▶ _AIM_
Can you output every one of the records below word for word, leaving the pictures out?

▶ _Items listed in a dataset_
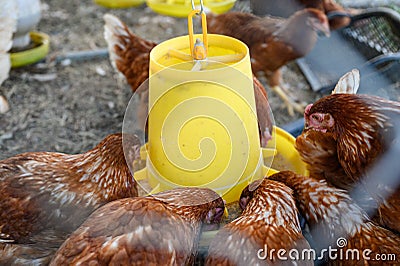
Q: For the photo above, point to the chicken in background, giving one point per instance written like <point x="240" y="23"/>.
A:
<point x="8" y="25"/>
<point x="162" y="229"/>
<point x="273" y="42"/>
<point x="336" y="221"/>
<point x="286" y="8"/>
<point x="47" y="195"/>
<point x="268" y="222"/>
<point x="361" y="128"/>
<point x="130" y="55"/>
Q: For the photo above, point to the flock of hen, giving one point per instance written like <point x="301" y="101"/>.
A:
<point x="84" y="209"/>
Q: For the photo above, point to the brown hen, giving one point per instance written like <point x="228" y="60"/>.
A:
<point x="162" y="229"/>
<point x="130" y="55"/>
<point x="268" y="223"/>
<point x="286" y="8"/>
<point x="361" y="128"/>
<point x="47" y="195"/>
<point x="273" y="42"/>
<point x="337" y="222"/>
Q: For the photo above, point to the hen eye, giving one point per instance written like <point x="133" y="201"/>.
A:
<point x="316" y="117"/>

▶ _TASK RESULT_
Q: For the photo above, point to the chicken in background, giving one point per instance written like <point x="240" y="23"/>.
A:
<point x="8" y="25"/>
<point x="162" y="229"/>
<point x="273" y="42"/>
<point x="336" y="221"/>
<point x="286" y="8"/>
<point x="47" y="195"/>
<point x="268" y="222"/>
<point x="361" y="128"/>
<point x="130" y="55"/>
Q: For the photo above, point to the flock of hen, giving one point per instance written like <point x="301" y="101"/>.
A:
<point x="84" y="209"/>
Q: For the photo above, point to the brown hen, giving one point per instance written like <point x="228" y="60"/>.
A:
<point x="162" y="229"/>
<point x="130" y="55"/>
<point x="268" y="223"/>
<point x="286" y="8"/>
<point x="361" y="128"/>
<point x="47" y="195"/>
<point x="273" y="42"/>
<point x="337" y="222"/>
Q: For the photo above, point to the hen eye, giving one point per instance written like <point x="133" y="201"/>.
A:
<point x="316" y="117"/>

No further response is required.